TEXTE DE LA PAGE –
Trop d’informations, totale confusion, paralyse de l’action

Par : Autres

Un nouveau mal du siècle: surcharge d’information et connexion permanente. Par analogie avec l’excès de nourriture qui mène à l’obésité, avec tous les maux y afférents, un nouveau terme a été inventé pour illustrer les méfaits de l’excès d’information: infobésité.

fathi-mami-090412.jpgLe bombardement d’informations (courriels, tweet, bavardage, messages et publications sur les réseaux sociaux, alertes d’événements, télévision, radio, autres vidéos, publicité, instructions d’utilisation, règlements…) affecte les processus perceptifs, cognitifs et intellectuels, avec des risques psycho-sociaux pour les individus et aussi les entreprises. Dans le contexte professionnel, les cadres sont les plus concernés, vu qu’ils sont très actifs dans l’échange et le traitement de l’information.

PROBLÈME POSÉ A – Extrayez du texte sur l'infobésité le passage situé entre « Un nouveau mal » et « traitement de l’information. », bornes incluses.
PROBLÈME POSÉ B – Énumérez les processus qui, selon le texte sur l'infobésité, sont affectés par le bombardement d'informations.
PROBLÈME POSÉ C –
Répondez s'il vous plaît aux questions suivantes d'après le texte sur l'infobésité.
(i) Quel terme a été inventé pour illustrer les méfaits de l'excès d'information ?
(ii) À quoi mène l'excès de nourriture ?
(iii) Dans le contexte professionnel, qui est le plus concerné ?

DONNÉES FOURNIES –
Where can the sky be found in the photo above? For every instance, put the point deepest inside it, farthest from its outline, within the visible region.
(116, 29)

RÉPONSE COMPLÈTE A –
Un nouveau mal du siècle: surcharge d’information et connexion permanente. Par analogie avec l’excès de nourriture qui mène à l’obésité, avec tous les maux y afférents, un nouveau terme a été inventé pour illustrer les méfaits de l’excès d’information: infobésité.

fathi-mami-090412.jpgLe bombardement d’informations (courriels, tweet, bavardage, messages et publications sur les réseaux sociaux, alertes d’événements, télévision, radio, autres vidéos, publicité, instructions d’utilisation, règlements…) affecte les processus perceptifs, cognitifs et intellectuels, avec des risques psycho-sociaux pour les individus et aussi les entreprises. Dans le contexte professionnel, les cadres sont les plus concernés, vu qu’ils sont très actifs dans l’échange et le traitement de l’information.

RÉPONSE COMPLÈTE B –
perceptifs
cognitifs
intellectuels

RÉPONSE COMPLÈTE C –
(i) Infobésité.
(ii) À l'obésité.
(iii) Les cadres.